=== PROBLEM DETAILS ===
Put the records below into a two-column CSV with columns named text and answer, one row per record. Enclose each field in double quotes and replace any line breaks with spaces.

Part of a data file
## Start
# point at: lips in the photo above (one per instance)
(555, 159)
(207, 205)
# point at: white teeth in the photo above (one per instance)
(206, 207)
## End
=== THE RESPONSE ===
text,answer
"# point at: lips in the photo above (one per instance)","(555, 159) (207, 205)"
"# point at: white teeth in the photo above (one per instance)","(206, 207)"